== Supplied passage ==
== Segment start ==

On the one hand it was a routine star party at the Diefenbunker, where we in RASC Ottawa go to help others see the wonder and the beauty of the ancient celestial show over our heads. While skies were initially clear, in typical Ottawa fashion, large, thick clouds soon arrived and danced with us all night long. Crowds were thin, but enthusiastic. I actually think I prefer thin crowds because I can take more time with each person, and sometimes give them a mini-tour of the night sky, rather than the typical cut 'n paste we do when there are long lineups at each eyepiece.

The couple in question had never looked through a telescope before, or so I understood, and were very keen. Looking into their faces in the early evening, I recognized the glow that came from them both, in anticipation of the unknown sights they'd see. It is the chance to see such fleeting looks that brings me back to these events time and time again.

They kept returning all evening for peeks at what I was showing. As fortune would have it, each time they came past I was on something new, so they had the chance to see planets (Jupiter and Venus), a planetary nebula (M57), a globular cluster (M13), and several galaxies (M51 and NGC 5195, I believe, but my memory may be faulty on these last ones). However, it was the final object that was the capstone tonight.

They stayed nearly to the end, long after most others had left. We were chatting about astronomy in general when, looking over their shoulder, I saw a familiar golden glow just above the tree line. "I think that might be Saturn", I said, and manually swung my 12" Newtonian (on a powered-down AZ-EQ6 mount) over for a quick look. "Yep, that's Saturn! Hang on, just let me switch to a higher magnification eyepiece."

== Segment end ==

== Activity list ==
1. In the star party account, copy the passage that opens with the words containing "They kept returning" and closes with "the capstone tonight.", substituting "highlight" for "capstone".
2. Carry the star party account forward, starting right after its last sentence.

== Record set ==
== Segment start ==

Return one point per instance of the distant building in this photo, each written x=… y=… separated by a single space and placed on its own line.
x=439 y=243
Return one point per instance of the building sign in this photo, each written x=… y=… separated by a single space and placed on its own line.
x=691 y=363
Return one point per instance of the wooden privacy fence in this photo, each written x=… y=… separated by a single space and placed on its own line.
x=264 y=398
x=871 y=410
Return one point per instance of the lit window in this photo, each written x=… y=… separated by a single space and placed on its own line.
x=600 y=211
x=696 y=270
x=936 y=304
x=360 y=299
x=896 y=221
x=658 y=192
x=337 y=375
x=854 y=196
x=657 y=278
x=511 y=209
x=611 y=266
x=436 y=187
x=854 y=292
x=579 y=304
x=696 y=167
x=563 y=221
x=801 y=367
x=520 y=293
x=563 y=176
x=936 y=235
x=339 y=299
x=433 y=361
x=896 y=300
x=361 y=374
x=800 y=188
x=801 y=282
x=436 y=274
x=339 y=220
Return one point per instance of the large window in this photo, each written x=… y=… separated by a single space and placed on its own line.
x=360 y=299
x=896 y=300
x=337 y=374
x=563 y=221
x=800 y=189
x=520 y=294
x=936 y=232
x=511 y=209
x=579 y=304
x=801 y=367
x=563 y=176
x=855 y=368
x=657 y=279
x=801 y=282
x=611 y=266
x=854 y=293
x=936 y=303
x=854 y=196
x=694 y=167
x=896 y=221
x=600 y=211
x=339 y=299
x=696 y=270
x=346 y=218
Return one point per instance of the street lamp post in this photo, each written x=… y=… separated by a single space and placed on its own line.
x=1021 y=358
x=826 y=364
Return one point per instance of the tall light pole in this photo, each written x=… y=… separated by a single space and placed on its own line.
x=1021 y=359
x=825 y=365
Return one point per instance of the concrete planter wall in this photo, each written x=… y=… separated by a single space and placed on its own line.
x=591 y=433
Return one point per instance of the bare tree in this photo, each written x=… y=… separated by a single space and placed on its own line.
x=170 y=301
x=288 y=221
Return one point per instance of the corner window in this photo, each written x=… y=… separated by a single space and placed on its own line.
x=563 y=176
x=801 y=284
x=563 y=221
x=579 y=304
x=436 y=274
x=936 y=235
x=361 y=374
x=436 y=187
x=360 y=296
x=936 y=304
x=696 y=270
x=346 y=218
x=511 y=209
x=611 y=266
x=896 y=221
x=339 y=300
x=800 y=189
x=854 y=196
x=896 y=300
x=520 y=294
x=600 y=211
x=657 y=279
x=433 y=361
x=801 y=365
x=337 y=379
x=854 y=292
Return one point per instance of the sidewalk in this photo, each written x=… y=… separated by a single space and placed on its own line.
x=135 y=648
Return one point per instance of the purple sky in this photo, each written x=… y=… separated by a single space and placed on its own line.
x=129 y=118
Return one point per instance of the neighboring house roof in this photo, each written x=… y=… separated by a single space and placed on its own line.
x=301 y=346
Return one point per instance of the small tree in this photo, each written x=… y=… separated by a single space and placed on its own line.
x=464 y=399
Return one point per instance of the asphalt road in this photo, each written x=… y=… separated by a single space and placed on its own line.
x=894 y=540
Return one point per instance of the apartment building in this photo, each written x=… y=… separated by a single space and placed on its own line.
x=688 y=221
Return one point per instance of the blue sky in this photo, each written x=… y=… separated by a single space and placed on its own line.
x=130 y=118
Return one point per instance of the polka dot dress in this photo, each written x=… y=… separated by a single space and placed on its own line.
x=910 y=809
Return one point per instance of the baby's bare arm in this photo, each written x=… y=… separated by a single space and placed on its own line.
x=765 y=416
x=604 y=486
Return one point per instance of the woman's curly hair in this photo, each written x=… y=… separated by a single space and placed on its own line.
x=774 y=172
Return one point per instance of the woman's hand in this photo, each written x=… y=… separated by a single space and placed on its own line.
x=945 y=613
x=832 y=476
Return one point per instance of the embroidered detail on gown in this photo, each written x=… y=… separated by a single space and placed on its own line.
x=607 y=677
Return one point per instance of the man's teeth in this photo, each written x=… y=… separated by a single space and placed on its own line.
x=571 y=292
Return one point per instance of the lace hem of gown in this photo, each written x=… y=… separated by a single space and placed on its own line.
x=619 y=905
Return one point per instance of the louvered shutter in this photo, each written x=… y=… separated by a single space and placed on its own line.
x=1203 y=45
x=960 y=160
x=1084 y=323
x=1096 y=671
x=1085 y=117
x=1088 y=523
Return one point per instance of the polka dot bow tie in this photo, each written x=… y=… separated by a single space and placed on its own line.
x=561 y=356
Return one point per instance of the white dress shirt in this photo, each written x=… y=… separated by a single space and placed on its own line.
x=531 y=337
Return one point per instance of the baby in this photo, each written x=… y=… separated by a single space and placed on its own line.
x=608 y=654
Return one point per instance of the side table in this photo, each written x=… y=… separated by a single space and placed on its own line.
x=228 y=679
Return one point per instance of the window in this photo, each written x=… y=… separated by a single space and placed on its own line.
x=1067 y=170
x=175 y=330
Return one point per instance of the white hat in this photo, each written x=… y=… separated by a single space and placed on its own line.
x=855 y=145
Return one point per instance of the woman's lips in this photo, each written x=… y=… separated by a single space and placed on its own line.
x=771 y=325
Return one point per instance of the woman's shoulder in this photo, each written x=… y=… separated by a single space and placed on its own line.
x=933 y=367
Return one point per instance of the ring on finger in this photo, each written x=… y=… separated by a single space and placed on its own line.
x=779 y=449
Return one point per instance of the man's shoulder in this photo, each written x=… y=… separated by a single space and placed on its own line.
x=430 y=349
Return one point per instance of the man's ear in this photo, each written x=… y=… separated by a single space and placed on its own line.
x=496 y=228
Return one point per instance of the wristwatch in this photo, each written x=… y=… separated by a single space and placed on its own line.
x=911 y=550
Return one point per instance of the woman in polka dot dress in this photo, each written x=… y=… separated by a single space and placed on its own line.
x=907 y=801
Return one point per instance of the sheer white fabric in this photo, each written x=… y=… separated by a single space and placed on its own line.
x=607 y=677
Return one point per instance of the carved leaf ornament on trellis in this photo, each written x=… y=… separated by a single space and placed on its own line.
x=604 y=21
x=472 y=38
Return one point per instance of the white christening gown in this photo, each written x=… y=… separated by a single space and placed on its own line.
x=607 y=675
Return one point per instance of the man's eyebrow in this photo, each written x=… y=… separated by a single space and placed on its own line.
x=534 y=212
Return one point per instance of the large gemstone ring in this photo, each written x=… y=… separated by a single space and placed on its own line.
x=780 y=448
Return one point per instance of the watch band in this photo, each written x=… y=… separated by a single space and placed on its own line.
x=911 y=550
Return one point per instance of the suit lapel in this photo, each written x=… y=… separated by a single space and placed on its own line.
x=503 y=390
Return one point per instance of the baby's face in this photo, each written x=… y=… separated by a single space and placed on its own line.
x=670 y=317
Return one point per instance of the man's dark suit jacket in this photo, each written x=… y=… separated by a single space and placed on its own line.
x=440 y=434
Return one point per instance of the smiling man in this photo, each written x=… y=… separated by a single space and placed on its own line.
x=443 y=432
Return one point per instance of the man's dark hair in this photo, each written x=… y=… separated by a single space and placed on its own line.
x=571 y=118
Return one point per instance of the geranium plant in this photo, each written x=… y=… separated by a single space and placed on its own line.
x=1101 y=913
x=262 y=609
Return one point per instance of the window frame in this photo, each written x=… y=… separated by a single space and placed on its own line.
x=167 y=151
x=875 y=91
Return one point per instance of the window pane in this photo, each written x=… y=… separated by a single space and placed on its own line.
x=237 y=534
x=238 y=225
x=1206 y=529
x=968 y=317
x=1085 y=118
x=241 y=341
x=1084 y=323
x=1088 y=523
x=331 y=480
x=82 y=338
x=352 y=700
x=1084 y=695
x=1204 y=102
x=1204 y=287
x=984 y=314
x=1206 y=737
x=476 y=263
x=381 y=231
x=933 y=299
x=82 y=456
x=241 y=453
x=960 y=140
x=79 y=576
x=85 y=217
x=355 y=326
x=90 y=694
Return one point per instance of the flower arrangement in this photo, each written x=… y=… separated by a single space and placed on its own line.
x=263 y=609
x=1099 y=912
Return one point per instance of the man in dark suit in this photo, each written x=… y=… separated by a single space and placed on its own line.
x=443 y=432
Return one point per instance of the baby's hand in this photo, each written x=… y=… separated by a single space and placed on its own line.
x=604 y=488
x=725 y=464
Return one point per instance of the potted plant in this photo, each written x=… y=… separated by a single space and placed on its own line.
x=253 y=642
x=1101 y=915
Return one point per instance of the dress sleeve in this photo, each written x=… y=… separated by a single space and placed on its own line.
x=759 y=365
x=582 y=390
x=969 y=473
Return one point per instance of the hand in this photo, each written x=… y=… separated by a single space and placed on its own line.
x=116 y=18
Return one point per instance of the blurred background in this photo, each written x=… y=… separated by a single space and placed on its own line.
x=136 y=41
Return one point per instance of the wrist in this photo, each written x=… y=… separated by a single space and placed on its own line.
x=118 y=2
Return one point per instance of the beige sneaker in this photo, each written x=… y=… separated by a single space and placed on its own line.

== Segment end ==

== Exercise results ==
1.
They kept returning all evening for peeks at what I was showing. As fortune would have it, each time they came past I was on something new, so they had the chance to see planets (Jupiter and Venus), a planetary nebula (M57), a globular cluster (M13), and several galaxies (M51 and NGC 5195, I believe, but my memory may be faulty on these last ones). However, it was the final object that was the highlight tonight.

2.
Was it my imagination, or did the air feel slightly electric with anticipation? I switched over fairly quickly as I had the other eyepeice in my pocket, but it wasn't fast enough for Mother Nature and by the time I was done Saturn was completely obscured by clouds. Bah, foiled again. With an apology, I told them what had happened and expressed hope that it might clear in a few minutes, but they indicated they needed to go soon. I consoled them with the words "You always remember your first Saturn, and you want it to be on a clear night. If you come back next month, Saturn will be higher in the sky and offer spectacular views." They nodded, understandingly.

No sooner had I spoken those words than the sky cleared and Saturn shone brightly - still low, but completely free of clouds. She was over in a flash and looking through, after I'd re-centered, and her excitement was palatable. Really excited, in a little kid kind of way, and she kept looking again and again and again, with hungry eyes. Not wanting to hog it, though, she stepped back and let her partner see, who grinned appreciatively at the sight. They stepped back, and I believe both understood what I'd meant with my comment about your first glimpse of the ringed planet through a telescope. And then it happened, the first time it has ever happened at one of these events, catching me completely by surprise.

She asked if she could give me a hug, and I said yes. We hugged, and it was a special moment, for I very much understood the sentiment in which it was given. I understood the wonder she felt from all the deep space objects she had seen tonight, but especially from Saturn. That enthusiasm is inside me, as I suspect it is inside a lot of us who set up our scopes for outreach. It's what brings us out in hot/cold or buggy nights to show total strangers things they might otherwise never get a chance to see.

I don't know if my path will ever cross with this couple again, but I sincerely hope so. I also hope that they might someday set up a scope of their own at events like this, though of course that is a personal decision for them to make. Not for the first time have I wondered, and commented on, the seeds we plant on nights like this, wondering how many wither in un-watered soil and how many germinate and take root.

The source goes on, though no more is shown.